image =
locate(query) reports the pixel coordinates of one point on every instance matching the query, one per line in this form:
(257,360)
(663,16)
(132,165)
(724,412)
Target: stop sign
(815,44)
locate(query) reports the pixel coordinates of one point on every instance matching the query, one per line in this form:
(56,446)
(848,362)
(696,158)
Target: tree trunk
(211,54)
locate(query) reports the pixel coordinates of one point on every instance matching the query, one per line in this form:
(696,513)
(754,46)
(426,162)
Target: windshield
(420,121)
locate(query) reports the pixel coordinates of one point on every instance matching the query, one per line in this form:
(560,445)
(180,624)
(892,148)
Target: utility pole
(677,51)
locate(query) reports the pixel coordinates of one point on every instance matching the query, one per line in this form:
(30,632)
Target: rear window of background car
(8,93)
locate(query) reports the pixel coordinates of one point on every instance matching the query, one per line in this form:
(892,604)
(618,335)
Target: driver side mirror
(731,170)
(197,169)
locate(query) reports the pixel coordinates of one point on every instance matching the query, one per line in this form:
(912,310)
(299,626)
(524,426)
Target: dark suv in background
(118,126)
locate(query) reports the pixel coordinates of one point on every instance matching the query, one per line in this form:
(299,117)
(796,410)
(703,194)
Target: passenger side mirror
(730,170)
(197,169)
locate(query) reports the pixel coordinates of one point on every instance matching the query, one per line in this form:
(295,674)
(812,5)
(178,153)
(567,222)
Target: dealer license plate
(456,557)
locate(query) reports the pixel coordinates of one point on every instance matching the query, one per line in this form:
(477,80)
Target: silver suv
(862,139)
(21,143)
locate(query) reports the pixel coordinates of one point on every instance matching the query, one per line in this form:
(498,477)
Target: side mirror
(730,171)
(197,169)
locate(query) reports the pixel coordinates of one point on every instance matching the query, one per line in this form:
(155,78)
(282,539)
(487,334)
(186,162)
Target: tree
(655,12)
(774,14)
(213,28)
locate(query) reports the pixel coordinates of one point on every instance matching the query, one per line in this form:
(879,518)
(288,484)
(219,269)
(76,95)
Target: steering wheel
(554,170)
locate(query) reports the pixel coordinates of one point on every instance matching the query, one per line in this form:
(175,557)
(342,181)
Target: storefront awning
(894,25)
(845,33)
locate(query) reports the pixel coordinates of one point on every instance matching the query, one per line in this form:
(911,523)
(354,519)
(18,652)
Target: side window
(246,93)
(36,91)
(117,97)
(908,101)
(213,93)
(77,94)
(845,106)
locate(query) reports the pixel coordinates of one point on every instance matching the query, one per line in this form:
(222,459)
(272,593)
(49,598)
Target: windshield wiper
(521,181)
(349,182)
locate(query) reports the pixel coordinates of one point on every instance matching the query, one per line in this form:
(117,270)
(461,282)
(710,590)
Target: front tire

== Exercise instructions ==
Extract the complete listing verbatim.

== Expected answer ==
image =
locate(query) reports the pixel coordinates of one point on every instance matching the query, one per line in this form:
(257,360)
(663,16)
(132,165)
(724,412)
Target: stop sign
(815,44)
locate(query) reports the pixel coordinates of one point on every instance matching the query, one per line in this form:
(56,446)
(848,362)
(696,158)
Target: tree trunk
(211,54)
locate(query) reports the pixel coordinates of one point on every instance matching the query, one per line in this form:
(696,513)
(754,46)
(426,162)
Target: windshield
(420,121)
locate(query) reports the pixel coordinates of one point on every instance matching the query, one per line in this form:
(560,445)
(180,624)
(892,148)
Target: utility pole
(677,51)
locate(query) reports the pixel coordinates of one point on every instance matching the query, one per line in this form:
(30,632)
Target: rear window of background car
(8,93)
locate(query) reports the pixel coordinates of one point on every instance matching the query, one per line in this form:
(892,604)
(618,335)
Target: driver side mirror
(731,170)
(197,169)
locate(query) reports the pixel coordinates of one point on every instance matching the query, one per line in this form:
(912,310)
(299,626)
(524,426)
Target: dark suv in background
(118,126)
locate(query) reports the pixel coordinates of one point on every instance matching the query, one per line in this form:
(299,117)
(796,410)
(703,194)
Target: passenger side mirror
(730,170)
(197,169)
locate(query) reports the pixel coordinates of one point on every instance matching the query, one per line in this form:
(295,674)
(812,5)
(178,153)
(567,222)
Target: dealer license plate
(456,557)
locate(query) reports the pixel coordinates of one point on every instance matching the query, one per line in this form:
(477,80)
Target: silver suv
(862,139)
(21,143)
locate(query) reports the pixel coordinates of one point on every instance matching the query, one per line in this form:
(498,477)
Target: side mirror
(730,171)
(197,169)
locate(query) reports the pixel coordinates of one point on every instance matching the query, one per line in this form:
(155,78)
(282,539)
(487,334)
(186,162)
Target: tree
(655,12)
(774,14)
(213,28)
locate(query) reports the pixel coordinates of one point on every instance matching the query, one per line in this form:
(879,518)
(288,484)
(219,269)
(76,95)
Target: steering wheel
(554,170)
locate(query) reports the pixel coordinates of one point on every instance matching the query, one per line in this form:
(175,557)
(342,181)
Target: storefront awning
(894,25)
(845,33)
locate(query) reports the pixel coordinates of one point on every instance matching the query, one per line in this form:
(911,523)
(354,519)
(18,652)
Target: side window
(246,93)
(36,91)
(117,97)
(908,101)
(213,93)
(77,94)
(845,106)
locate(query) reports the pixel coordinates of one point on every instance matching the query, one per line in this form:
(222,459)
(272,593)
(49,598)
Target: windshield wiper
(521,181)
(349,182)
locate(query) reports the pixel coordinates of one point on every instance matching the query, one per line in this form:
(117,270)
(461,282)
(710,590)
Target: front tire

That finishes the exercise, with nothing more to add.